CONSIGNES ▸
(a) D'après le texte, pendant combien d'années le clan Wade a-t-il œuvré à pervertir les mœurs politiques du Sénégal ?
(b) Indiquez si chacune des affirmations suivantes concorde avec le texte, en répondant par oui ou par non et en citant les mots du texte qui tranchent. (i) Les nations tirent leur richesse du travail, de la terre et du capital. (ii) 2012 a été une grande année parce qu'elle a permis à certains d'accomplir un projet personnel important. (iii) Le statut économique peu enviable des Sénégalais relève d'une fatalité.
(c) Réécrivez le passage du texte allant de "En politique, les" jusqu'à "actuelles et futures." en substituant "prospérité" à "richesse".

TEXTE ▸
——
Sénégal : Après la politique, le Développement !

En politique, les Sénégalais ont réussi là où de nombreux autres peuples ont échoué. En économie, ils échouent là où des peuples moins bien dotés réussissent. Ce statut peu enviable ne relève d’aucune fatalité. Comme le disent les économistes, les nations tirent leur richesse du travail, de la terre et du capital. Le problème, c’est plutôt la gestion de la richesse, son affectation efficace entre les secteurs économiques et sa répartition équitable entre les différentes couches de la population et entre les générations actuelles et futures.

2012 a été une grande année pour nous tous. Elle n'a pas été grande parce qu'elle aurait permis à certains d'entre nous d'accomplir quelque projet personnel important, quoiqu’il aurait été plus que légitime de poursuivre un tel but, mais bien parce qu'elle nous a vu porter et mener à bon port, ensemble et en tant que peuple, un projet collectif de transformation sociale et politique, initié des années plus tôt. Un tsunami a déferlé sur le Sénégal, emportant avec lui le clan Wade, ses clients et courtisans qui, pendant douze années, ont œuvré jour après jour à pervertir les mœurs politiques, affaisser la République, détourner l’économie de sa vocation et déstructurer les bases sociales du Sénégal. Ce tsunami politique et citoyen est né de la rencontre des rivières et torrents de frustrations et de colères, qui se sont agrégés pour donner des fleuves de volonté, d’engagement et d’énergie populaire savamment canalisés et organisés.
——
DONNÉES FOURNIES ▸
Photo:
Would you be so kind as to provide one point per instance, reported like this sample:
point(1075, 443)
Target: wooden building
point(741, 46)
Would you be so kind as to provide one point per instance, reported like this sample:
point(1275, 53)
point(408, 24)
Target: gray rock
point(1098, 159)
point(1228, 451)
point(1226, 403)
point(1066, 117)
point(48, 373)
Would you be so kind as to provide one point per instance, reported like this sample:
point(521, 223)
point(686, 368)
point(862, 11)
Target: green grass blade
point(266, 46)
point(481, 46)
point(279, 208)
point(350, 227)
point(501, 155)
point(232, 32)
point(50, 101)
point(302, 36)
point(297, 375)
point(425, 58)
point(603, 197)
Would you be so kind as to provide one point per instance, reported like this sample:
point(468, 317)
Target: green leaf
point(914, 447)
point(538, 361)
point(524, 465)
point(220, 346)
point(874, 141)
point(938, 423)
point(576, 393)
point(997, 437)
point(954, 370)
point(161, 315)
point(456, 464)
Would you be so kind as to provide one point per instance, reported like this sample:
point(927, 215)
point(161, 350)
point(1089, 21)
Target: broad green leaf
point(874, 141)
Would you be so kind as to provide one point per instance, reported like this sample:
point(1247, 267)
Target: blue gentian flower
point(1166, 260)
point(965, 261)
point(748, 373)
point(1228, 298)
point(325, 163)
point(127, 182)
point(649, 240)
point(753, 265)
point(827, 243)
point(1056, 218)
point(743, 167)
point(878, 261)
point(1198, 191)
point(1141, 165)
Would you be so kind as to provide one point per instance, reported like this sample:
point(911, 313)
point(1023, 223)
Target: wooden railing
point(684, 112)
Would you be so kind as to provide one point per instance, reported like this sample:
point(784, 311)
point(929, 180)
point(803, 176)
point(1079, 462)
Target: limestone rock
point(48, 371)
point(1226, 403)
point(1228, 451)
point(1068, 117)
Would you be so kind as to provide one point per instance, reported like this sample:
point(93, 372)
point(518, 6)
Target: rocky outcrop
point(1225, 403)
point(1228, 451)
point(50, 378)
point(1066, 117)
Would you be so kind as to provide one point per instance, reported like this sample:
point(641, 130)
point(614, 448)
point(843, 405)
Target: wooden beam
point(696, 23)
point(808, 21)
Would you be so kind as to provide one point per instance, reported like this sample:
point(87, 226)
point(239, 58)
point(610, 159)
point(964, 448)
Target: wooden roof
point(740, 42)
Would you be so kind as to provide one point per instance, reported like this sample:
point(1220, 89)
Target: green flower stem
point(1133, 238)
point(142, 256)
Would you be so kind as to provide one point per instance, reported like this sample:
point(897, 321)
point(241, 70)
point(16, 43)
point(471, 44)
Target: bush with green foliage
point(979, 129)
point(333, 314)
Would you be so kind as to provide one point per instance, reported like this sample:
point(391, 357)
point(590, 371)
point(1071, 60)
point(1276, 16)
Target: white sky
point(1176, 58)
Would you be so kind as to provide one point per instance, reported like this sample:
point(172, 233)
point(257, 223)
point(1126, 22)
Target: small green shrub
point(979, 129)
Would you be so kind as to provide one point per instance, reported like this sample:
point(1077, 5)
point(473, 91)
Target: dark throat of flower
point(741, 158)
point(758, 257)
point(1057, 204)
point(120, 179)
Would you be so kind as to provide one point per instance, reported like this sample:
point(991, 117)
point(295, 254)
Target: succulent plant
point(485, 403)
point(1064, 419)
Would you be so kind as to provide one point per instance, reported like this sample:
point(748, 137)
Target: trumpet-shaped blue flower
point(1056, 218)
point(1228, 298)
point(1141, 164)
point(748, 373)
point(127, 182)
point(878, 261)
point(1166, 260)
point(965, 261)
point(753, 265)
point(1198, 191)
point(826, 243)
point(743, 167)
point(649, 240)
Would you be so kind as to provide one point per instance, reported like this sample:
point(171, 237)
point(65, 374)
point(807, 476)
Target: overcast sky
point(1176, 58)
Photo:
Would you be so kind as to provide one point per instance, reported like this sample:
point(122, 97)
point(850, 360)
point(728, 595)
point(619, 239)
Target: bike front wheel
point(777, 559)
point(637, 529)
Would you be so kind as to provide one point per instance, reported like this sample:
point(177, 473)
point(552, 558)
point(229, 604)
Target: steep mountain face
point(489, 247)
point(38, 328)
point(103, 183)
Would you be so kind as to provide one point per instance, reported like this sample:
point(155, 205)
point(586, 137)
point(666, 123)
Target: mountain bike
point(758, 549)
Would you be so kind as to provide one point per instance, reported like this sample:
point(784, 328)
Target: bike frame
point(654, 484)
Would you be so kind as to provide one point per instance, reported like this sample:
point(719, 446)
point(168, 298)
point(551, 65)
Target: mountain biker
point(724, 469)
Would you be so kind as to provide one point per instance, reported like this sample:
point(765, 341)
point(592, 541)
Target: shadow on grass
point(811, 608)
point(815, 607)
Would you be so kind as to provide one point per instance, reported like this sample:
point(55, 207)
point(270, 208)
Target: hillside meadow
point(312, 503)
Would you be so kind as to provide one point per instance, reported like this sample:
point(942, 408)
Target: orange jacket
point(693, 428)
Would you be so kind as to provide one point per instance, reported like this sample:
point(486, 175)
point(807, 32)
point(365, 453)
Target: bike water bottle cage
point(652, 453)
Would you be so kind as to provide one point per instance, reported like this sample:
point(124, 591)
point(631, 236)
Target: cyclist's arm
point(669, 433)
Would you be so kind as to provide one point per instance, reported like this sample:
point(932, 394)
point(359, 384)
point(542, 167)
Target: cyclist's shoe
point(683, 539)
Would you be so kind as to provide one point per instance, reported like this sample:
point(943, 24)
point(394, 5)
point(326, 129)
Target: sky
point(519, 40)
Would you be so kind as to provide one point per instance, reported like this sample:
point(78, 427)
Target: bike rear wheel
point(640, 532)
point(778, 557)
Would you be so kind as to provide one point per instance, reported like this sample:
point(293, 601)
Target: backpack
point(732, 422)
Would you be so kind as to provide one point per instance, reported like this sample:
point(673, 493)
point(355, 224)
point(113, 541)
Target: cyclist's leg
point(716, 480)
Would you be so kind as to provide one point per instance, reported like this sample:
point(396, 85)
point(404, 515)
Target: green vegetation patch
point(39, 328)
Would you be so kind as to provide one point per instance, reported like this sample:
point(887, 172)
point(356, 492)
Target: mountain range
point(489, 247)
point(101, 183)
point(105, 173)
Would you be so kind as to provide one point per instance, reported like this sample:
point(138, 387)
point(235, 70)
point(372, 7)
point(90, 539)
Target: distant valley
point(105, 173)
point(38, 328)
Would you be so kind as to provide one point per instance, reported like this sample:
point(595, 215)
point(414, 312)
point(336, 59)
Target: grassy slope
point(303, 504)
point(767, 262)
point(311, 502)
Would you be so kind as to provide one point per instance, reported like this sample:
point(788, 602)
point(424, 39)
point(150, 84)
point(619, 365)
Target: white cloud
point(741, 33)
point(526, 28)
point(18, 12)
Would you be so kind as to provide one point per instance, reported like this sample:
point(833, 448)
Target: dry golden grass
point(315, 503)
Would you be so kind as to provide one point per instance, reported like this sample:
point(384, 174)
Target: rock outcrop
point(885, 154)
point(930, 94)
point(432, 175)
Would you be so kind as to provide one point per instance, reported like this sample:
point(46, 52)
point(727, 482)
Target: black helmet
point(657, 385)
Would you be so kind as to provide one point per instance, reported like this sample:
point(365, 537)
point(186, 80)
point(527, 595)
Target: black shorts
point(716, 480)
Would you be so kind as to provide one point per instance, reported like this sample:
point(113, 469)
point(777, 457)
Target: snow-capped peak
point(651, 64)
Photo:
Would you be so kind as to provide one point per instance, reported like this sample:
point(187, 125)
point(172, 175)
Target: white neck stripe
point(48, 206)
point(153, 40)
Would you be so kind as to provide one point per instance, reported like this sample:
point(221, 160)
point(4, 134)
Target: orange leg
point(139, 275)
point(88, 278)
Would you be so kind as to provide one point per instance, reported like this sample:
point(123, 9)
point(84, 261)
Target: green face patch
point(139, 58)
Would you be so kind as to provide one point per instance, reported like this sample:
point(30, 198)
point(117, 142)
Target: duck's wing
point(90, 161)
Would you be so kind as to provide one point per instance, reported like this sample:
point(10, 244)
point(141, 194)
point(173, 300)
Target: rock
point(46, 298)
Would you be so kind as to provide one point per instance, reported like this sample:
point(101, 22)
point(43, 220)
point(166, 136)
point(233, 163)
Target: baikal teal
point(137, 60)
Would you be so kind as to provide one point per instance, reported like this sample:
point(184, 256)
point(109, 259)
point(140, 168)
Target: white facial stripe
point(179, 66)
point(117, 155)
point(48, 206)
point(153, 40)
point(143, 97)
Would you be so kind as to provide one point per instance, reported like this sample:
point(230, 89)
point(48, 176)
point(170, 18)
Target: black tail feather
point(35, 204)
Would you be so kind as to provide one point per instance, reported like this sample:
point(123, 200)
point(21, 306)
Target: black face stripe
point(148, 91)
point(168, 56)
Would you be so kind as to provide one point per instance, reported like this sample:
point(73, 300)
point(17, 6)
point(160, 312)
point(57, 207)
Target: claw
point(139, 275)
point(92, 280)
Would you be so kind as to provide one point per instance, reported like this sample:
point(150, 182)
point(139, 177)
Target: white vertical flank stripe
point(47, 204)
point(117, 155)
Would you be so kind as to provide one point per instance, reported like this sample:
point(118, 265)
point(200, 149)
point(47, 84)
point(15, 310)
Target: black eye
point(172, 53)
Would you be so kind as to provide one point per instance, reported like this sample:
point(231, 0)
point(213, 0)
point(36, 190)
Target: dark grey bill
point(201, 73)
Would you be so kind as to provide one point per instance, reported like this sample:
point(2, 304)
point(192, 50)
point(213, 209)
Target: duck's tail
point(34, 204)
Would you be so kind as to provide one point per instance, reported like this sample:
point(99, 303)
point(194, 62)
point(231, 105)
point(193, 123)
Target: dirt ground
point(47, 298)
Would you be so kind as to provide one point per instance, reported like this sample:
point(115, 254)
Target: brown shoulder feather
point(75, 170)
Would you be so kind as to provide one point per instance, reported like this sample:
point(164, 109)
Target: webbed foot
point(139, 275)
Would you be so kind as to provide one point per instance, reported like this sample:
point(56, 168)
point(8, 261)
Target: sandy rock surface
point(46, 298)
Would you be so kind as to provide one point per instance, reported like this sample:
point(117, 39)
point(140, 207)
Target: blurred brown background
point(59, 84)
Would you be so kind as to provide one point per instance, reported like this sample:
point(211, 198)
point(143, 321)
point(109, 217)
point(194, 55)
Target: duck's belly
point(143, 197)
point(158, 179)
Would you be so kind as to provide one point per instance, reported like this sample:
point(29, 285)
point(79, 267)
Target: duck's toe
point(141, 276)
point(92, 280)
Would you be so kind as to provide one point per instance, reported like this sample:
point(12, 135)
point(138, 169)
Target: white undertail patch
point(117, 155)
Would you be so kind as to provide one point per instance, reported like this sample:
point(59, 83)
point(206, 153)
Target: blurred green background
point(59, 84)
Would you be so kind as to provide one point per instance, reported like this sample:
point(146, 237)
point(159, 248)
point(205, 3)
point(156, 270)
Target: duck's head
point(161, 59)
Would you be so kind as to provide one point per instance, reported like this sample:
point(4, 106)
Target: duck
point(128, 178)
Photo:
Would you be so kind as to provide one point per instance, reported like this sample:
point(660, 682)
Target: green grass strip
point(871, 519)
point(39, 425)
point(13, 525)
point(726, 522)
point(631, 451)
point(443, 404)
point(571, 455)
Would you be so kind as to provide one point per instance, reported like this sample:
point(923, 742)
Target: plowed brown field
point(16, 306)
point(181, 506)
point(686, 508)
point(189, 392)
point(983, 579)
——
RÉPONSES RÉDIGÉES ▸
(a) Pendant douze années.

(b)
(i) Oui : « les nations tirent leur richesse du travail, de la terre et du capital ».
(ii) Non : « Elle n'a pas été grande parce qu'elle aurait permis à certains d'entre nous d'accomplir quelque projet personnel important ».
(iii) Non : « Ce statut peu enviable ne relève d’aucune fatalité. »

(c)
En politique, les Sénégalais ont réussi là où de nombreux autres peuples ont échoué. En économie, ils échouent là où des peuples moins bien dotés réussissent. Ce statut peu enviable ne relève d’aucune fatalité. Comme le disent les économistes, les nations tirent leur prospérité du travail, de la terre et du capital. Le problème, c’est plutôt la gestion de la prospérité, son affectation efficace entre les secteurs économiques et sa répartition équitable entre les différentes couches de la population et entre les générations actuelles et futures.